Exercice à traiter
Traduisez en anglais la phrase suivante, tirée du passage sur la bande dessinée érotique : « Le média peut sembler honteux, mais pourtant cela reste un produit culturel assez intéressant, à bien des niveaux. »
-------- Passage extrait --------
Évoquer la bande dessinée érotique (et même un peu plus) peut apparaître comme un défi, le genre se lisant plutôt en cachette. Le média peut sembler honteux, mais pourtant cela reste un produit culturel assez intéressant, à bien des niveaux. Le genre est riche en artistes formidables dédiés à cet art du sexe, mais dont il est parfois difficile de trouver des informations.


L’auteur américain Rebecca est-il un homme ou un femme ? Dans l’introduction de cette intégrale française de Housewives at Play, l’éditeur Dynamite ne peut pas y répondre, l’auteur voulant garder le flou, et s’en amuse. Les informations sont rares sur Internet, Comicvine la définit comme une femme.


C’est la mise en image des fantasmes qui pourrait aider à la définir, mais là encore l’auteur est assez ambivalent, et pas franchement de la plus belle des innocences, loin de là. Évitez les recherches sur l’auteur et ses séries au travail, bien entendu.


Le personnage central est Catherine Mitchell, jeune femme au foyer, épouse, maman, mais délaissée. Elle est le fil rouge des histoires qui composent ce recueil, parfois au coeur de l’action (et c’est le cas de le dire), parfois indirectement, par ses relations.


Catherine sera d’abord une femme soumise à la libido débridée de son amie et voisine, mais sera aussi la maîtresse passionnée ou l’amante amoureuse d’autres personnages. Le sexe y est cru, titillant de temps à autres les limites moralement acceptables, parfois imposé mais toujours source de plaisirs. C’est un jeu de dominations parfois cruelles mais jouissives, parfois plus tendres.
-------- Données fournies --------
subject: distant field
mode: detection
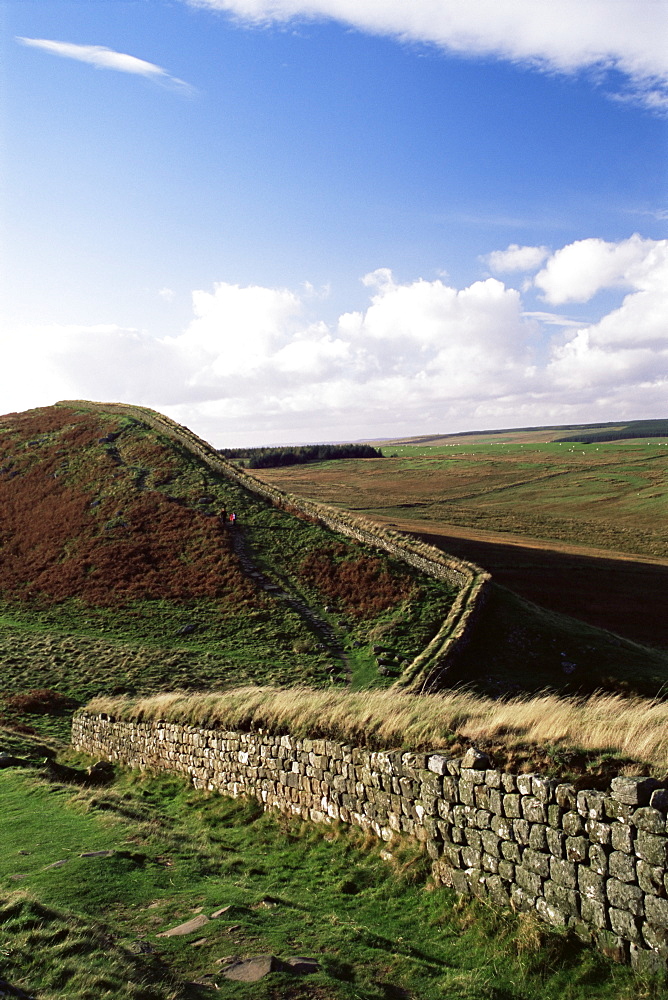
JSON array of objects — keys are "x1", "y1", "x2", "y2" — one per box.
[{"x1": 255, "y1": 431, "x2": 668, "y2": 646}]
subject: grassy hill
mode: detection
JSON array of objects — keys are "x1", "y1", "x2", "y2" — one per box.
[
  {"x1": 0, "y1": 402, "x2": 668, "y2": 720},
  {"x1": 0, "y1": 403, "x2": 668, "y2": 1000},
  {"x1": 0, "y1": 404, "x2": 454, "y2": 699}
]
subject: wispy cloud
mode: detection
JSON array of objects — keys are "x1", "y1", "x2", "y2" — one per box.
[
  {"x1": 184, "y1": 0, "x2": 668, "y2": 113},
  {"x1": 16, "y1": 36, "x2": 193, "y2": 91},
  {"x1": 6, "y1": 237, "x2": 668, "y2": 444}
]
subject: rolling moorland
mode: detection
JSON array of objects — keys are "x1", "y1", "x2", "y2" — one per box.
[
  {"x1": 0, "y1": 403, "x2": 668, "y2": 1000},
  {"x1": 256, "y1": 421, "x2": 668, "y2": 649}
]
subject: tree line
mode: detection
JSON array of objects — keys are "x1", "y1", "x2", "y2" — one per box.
[{"x1": 218, "y1": 444, "x2": 383, "y2": 469}]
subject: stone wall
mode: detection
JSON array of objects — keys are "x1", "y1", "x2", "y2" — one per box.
[
  {"x1": 57, "y1": 400, "x2": 491, "y2": 692},
  {"x1": 72, "y1": 711, "x2": 668, "y2": 970}
]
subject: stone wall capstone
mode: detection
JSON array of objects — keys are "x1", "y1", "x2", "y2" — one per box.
[{"x1": 72, "y1": 710, "x2": 668, "y2": 971}]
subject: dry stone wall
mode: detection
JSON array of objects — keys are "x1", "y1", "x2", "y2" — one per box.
[{"x1": 72, "y1": 711, "x2": 668, "y2": 971}]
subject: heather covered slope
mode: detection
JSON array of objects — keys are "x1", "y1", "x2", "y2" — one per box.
[{"x1": 0, "y1": 403, "x2": 454, "y2": 698}]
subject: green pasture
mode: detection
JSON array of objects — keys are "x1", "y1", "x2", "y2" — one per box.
[
  {"x1": 334, "y1": 438, "x2": 668, "y2": 557},
  {"x1": 0, "y1": 738, "x2": 665, "y2": 1000}
]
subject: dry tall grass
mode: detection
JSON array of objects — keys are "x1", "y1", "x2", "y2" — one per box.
[{"x1": 86, "y1": 687, "x2": 668, "y2": 773}]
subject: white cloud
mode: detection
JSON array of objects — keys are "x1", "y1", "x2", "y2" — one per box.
[
  {"x1": 482, "y1": 243, "x2": 550, "y2": 274},
  {"x1": 185, "y1": 0, "x2": 668, "y2": 111},
  {"x1": 5, "y1": 237, "x2": 668, "y2": 445},
  {"x1": 534, "y1": 233, "x2": 668, "y2": 305},
  {"x1": 16, "y1": 36, "x2": 191, "y2": 90}
]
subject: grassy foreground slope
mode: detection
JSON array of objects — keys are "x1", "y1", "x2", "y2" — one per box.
[
  {"x1": 0, "y1": 735, "x2": 652, "y2": 1000},
  {"x1": 0, "y1": 403, "x2": 460, "y2": 699}
]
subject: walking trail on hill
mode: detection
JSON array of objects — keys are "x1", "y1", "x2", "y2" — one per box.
[{"x1": 226, "y1": 523, "x2": 352, "y2": 685}]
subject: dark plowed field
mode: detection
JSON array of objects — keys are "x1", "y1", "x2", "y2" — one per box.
[{"x1": 415, "y1": 532, "x2": 668, "y2": 648}]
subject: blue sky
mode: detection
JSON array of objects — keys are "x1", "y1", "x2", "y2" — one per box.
[{"x1": 0, "y1": 0, "x2": 668, "y2": 446}]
--------
Réponse rédigée
The medium may seem shameful, but it nevertheless remains a fairly interesting cultural product on many levels.